→ Required action: In the primary results article, who did Joy Hofmeister face in the Democratic primary?

→ Passage shown:
+ + +

In a result that carries no big surprises, the two most high-profile candidates for governor, incumbent Gov. Kevin Stitt and Superintendent of Public Education Joy Hofmeister, have won their respective primary campaigns and will face each other in the November general election.
Stitt defeated three challengers in today’s Republican primary: Joel Kintsel, the executive director of the Oklahoma Department of Veterans Affairs; Mark Sherwood, an alternative-medicine practitioner and former professional bodybuilder; and Moira McCabe, who came to politics via TikTok.
Hofmeister, who changed her party affiliation from Republican to Democrat just before the election deadline, faced former state senator and longtime progressive activist Connie Johnson in the Democratic primary.
With more than 65 percent of precincts reporting, Stitt had more than 68 percent of the GOP vote. Hofmeister had more than 60 percent of the Democratic vote.
Hofmeister has made unseating Stitt a primary focus of her campaign, while Stitt is hoping Oklahomans will look at what he has done for the past four years and decide they want more of the same.

+ + +

→ Natural language region descriptions:
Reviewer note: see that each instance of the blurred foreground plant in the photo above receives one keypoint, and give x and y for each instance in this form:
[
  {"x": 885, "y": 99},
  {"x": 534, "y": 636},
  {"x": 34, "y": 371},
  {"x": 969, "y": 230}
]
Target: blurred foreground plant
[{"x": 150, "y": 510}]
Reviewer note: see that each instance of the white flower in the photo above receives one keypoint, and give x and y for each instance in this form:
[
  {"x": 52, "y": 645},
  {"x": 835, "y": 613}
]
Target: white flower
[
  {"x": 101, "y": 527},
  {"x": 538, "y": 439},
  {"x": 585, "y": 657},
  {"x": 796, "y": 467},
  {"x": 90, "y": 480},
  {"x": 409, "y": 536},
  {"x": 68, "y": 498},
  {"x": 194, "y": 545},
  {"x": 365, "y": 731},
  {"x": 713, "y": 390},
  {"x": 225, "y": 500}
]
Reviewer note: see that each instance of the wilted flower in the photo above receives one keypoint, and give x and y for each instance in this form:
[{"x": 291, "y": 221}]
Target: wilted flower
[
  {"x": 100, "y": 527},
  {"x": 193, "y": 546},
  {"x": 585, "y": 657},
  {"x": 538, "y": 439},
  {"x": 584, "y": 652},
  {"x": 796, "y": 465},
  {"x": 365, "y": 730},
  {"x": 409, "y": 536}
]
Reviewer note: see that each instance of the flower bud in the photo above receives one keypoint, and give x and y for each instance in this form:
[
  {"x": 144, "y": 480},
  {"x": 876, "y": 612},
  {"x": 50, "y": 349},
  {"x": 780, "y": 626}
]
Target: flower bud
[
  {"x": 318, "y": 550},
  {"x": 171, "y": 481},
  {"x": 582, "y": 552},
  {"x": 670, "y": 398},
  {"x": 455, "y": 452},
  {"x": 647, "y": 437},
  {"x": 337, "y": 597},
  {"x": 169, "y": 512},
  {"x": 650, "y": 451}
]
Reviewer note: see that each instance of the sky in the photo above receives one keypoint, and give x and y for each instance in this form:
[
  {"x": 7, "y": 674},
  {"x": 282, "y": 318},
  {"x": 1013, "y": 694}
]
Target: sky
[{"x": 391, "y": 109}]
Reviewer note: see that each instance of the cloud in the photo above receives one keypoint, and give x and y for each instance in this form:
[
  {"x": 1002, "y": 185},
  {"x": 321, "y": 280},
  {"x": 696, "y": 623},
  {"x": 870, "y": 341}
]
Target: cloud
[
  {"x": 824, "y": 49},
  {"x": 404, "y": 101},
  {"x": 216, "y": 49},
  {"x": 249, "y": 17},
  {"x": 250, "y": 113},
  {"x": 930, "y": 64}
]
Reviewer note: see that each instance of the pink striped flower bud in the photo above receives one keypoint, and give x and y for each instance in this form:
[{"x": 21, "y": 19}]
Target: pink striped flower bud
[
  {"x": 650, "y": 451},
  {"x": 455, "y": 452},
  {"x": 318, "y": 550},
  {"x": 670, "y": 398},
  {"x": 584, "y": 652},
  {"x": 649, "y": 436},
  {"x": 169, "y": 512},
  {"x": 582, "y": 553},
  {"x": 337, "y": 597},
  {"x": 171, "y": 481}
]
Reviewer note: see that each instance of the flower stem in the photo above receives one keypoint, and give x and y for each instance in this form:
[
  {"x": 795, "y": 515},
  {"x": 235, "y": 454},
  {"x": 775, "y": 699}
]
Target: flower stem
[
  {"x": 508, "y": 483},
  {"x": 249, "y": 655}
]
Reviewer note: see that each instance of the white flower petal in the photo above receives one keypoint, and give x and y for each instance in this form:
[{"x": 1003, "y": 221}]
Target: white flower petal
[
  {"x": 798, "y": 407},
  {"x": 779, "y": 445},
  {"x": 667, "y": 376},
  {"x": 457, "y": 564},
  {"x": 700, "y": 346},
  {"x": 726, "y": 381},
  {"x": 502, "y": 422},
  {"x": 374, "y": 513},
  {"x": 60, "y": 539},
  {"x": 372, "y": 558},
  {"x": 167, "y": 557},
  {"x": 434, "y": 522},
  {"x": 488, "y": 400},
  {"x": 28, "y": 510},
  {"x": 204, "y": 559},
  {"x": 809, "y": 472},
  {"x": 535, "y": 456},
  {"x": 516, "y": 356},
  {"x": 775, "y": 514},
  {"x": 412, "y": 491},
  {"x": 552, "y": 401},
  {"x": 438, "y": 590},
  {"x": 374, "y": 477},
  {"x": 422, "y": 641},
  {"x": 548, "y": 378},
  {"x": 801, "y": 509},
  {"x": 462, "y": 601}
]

+ + +

→ Reply: Former state senator and longtime progressive activist Connie Johnson.